## [PAGE EXCERPT]
# Digital Soil Tester that shows levels of N P K Ca Mg, etc.



## MammothGrow (Oct 20, 2014)

Does anybody know if their is a soil tester out there (regardless of cost) that you can stick the probe in your medium and it will tell you the exact levels of each individual nutrient such as nitrogen phosphorus potassium calcium magnesium etc. so you can adjust your feeding as needed?


----------



## churchhaze (Oct 22, 2014)

Yes. Look up ion selective electrodes. They are very expensive though.

For example:
http://www.nico2000.net/datasheets/electrodes.html

You can also put it through a photospectrometer to figure out what's in it.


----------



## foreverflyhi (Oct 23, 2014)

blue lab testes soil ph with a probe, but no NPKS, I suggest u send a sample to a trusted univ or buildasoil


----------



## MammothGrow (Oct 24, 2014)

churchhaze said:


> Yes. Look up ion selective electrodes. They are very expensive though.
> 
> For example:
> http://www.nico2000.net/datasheets/electrodes.html
> ...


Thank you, but WOW that some technical stuff right there! Sounds like a huge ordeal to test that stuff and not quite necessary lol, probably go with the good ol rapitest kit hehe


----------

## [WORK TO COMPLETE]
1 > Say whether each statement agrees with the soil tester thread, answering yes or no and quoting the deciding words: (a) churchhaze calls ion selective electrodes very expensive. (b) foreverflyhi says Blue Lab tests NPK levels with a probe. (c) MammothGrow plans to buy ion selective electrodes.
2 > Copy out the soil tester thread without changes, from "Does anybody know" to "(Oct 22, 2014)".
The material that comes next is separate from the forum thread.

## [DATA PROVIDED]
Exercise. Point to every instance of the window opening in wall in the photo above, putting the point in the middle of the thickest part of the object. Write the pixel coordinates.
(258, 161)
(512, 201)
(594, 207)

## [OUTPUTS IN ORDER]
1 >
(a) Yes: "They are very expensive though."
(b) No: "blue lab testes soil ph with a probe, but no NPKS"
(c) No: "probably go with the good ol rapitest kit hehe"

2 >
Does anybody know if their is a soil tester out there (regardless of cost) that you can stick the probe in your medium and it will tell you the exact levels of each individual nutrient such as nitrogen phosphorus potassium calcium magnesium etc. so you can adjust your feeding as needed?


----------



## churchhaze (Oct 22, 2014)